**Provided records**
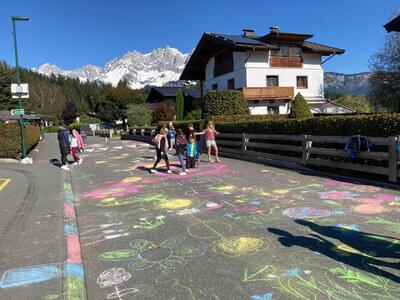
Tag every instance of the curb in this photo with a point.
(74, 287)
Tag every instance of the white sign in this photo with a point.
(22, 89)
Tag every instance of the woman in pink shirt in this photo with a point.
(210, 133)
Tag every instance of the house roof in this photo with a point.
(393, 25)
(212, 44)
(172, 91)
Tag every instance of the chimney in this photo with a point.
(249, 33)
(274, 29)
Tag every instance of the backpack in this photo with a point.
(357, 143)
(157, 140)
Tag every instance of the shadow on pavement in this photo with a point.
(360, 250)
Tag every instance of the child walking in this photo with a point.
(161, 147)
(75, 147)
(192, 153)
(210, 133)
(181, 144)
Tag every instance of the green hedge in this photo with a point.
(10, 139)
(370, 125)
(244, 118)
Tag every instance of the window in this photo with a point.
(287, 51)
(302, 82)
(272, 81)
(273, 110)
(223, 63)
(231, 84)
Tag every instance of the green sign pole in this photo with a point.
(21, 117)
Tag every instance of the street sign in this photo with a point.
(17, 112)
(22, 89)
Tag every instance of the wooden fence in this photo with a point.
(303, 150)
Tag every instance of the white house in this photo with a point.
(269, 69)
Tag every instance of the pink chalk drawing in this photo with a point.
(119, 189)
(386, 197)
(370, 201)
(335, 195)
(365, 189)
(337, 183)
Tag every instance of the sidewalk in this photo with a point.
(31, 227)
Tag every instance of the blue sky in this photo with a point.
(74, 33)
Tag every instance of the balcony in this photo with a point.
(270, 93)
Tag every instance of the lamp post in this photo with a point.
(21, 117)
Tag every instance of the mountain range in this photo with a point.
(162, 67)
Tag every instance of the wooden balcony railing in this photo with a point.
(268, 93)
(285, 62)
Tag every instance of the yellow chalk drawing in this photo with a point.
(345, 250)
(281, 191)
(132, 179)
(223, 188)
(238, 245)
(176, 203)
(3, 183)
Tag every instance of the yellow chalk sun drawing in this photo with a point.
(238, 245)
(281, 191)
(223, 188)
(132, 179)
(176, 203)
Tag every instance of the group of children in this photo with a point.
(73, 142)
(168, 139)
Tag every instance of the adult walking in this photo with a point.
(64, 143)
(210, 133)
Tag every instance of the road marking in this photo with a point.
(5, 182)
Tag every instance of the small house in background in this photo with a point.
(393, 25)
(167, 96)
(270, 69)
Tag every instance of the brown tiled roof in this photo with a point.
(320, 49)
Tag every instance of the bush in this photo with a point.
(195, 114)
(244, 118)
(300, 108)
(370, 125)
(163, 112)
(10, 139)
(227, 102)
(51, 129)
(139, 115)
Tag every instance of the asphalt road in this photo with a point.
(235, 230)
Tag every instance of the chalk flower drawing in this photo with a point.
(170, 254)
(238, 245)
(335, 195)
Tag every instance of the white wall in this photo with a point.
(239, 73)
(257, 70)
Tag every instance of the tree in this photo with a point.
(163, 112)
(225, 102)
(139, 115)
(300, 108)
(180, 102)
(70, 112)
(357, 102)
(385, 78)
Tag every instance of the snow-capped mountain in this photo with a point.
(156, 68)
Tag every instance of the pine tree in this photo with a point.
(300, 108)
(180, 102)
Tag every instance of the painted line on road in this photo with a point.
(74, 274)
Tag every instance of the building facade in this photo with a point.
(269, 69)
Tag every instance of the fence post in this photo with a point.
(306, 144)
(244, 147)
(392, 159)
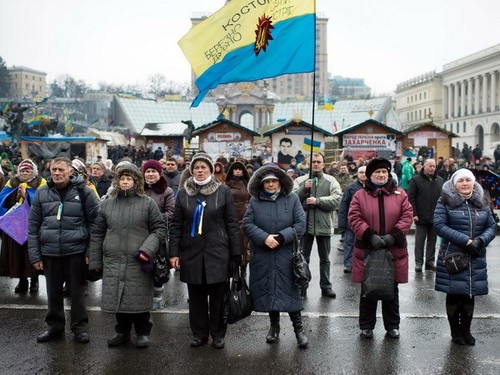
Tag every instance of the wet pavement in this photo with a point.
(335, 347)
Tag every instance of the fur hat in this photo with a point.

**Work to complete**
Copy every one of the lines above word for word, leaving out the pictures.

**Task result**
Tag every instance of the curb in this photo with a point.
(74, 287)
Tag every instance of the white sign in this photo with a point.
(22, 89)
Tag every instance of the woman in pink shirt in this photo with a point.
(210, 133)
Tag every instance of the house roof in this photo with a point.
(393, 25)
(212, 44)
(172, 91)
Tag every instance of the chimney in this photo with a point.
(249, 33)
(274, 29)
Tag every instance of the backpack in this photo with a point.
(357, 143)
(157, 140)
Tag every instance of the shadow on pavement in this photo with a point.
(360, 250)
Tag every instance of the child walking in this photo with a point.
(161, 147)
(75, 147)
(192, 153)
(210, 133)
(181, 144)
Tag every instance of the green hedge in this photo with a point.
(10, 139)
(370, 125)
(244, 118)
Tag every instance of the window in this photo with a point.
(287, 51)
(302, 82)
(272, 81)
(273, 110)
(223, 63)
(231, 84)
Tag every instance of the green sign pole in this photo with a point.
(21, 117)
Tag every instance of the street sign in this photo with a point.
(17, 112)
(22, 89)
Tag every instance of the wooden fence in this photo with a point.
(303, 150)
Tag every instance of the white house in this photo with a point.
(269, 69)
Tag every instance of the pink chalk drawing in this photo with a point.
(119, 189)
(386, 197)
(370, 201)
(335, 195)
(365, 189)
(337, 183)
Tag every instance of the sidewalk in this photo with a point.
(31, 227)
Tag every instance of the blue sky in this photo with a point.
(74, 33)
Tag every instance of the balcony in this photo with a point.
(270, 93)
Tag every instance of the lamp post in this photo with a point.
(21, 117)
Tag every instance of the mountain range in this photo with a point.
(162, 67)
Tag every instance of the wooden balcony railing in this photo with a point.
(268, 93)
(285, 62)
Tag every instance of the yellow chalk drawing in this photo with a point.
(345, 250)
(281, 191)
(132, 179)
(223, 188)
(238, 245)
(176, 203)
(3, 183)
Tag every instance of the yellow chalk sun drawing in this photo with a point.
(238, 245)
(281, 191)
(223, 188)
(132, 179)
(176, 203)
Tag every instance of the group of children in this photo with a point.
(73, 142)
(168, 139)
Tag every instance of the adult walking in this photo with a point.
(64, 143)
(210, 133)
Tag every instance of the road marking in this photo with a point.
(5, 182)
Tag every instance of the small house in background in this photo with a point.
(393, 25)
(167, 96)
(270, 69)
Tag every instance of the brown tiled roof in this photo with a point.
(320, 49)
Tag every instance of the bush in this photo with a point.
(195, 114)
(244, 118)
(300, 108)
(370, 125)
(163, 112)
(10, 139)
(227, 102)
(51, 129)
(139, 115)
Tag every instance of the asphalt road in this photo with a point.
(235, 230)
Tag every instance of the chalk flower drawing in this photo with a point.
(170, 254)
(238, 245)
(335, 195)
Tag every instance of the white wall in this photo with a point.
(239, 73)
(257, 70)
Tag every instance of the tree in this photo with a point.
(163, 112)
(225, 102)
(139, 115)
(300, 108)
(180, 102)
(70, 112)
(357, 102)
(385, 78)
Tag every instance of the snow-capped mountain in this photo with a point.
(156, 68)
Tag every instance of the pine tree in this photo with a point.
(300, 108)
(180, 102)
Tag every instance of the painted line on road in this photo with a point.
(74, 274)
Tag every instance of the building facade in this photo with a point.
(269, 69)
Tag every instance of the fence post in this photo with a point.
(306, 144)
(244, 147)
(392, 159)
Tag every instance of the wet pavement in this photo with a point.
(335, 347)
Tag every instance of the fur hat in this photo with a point.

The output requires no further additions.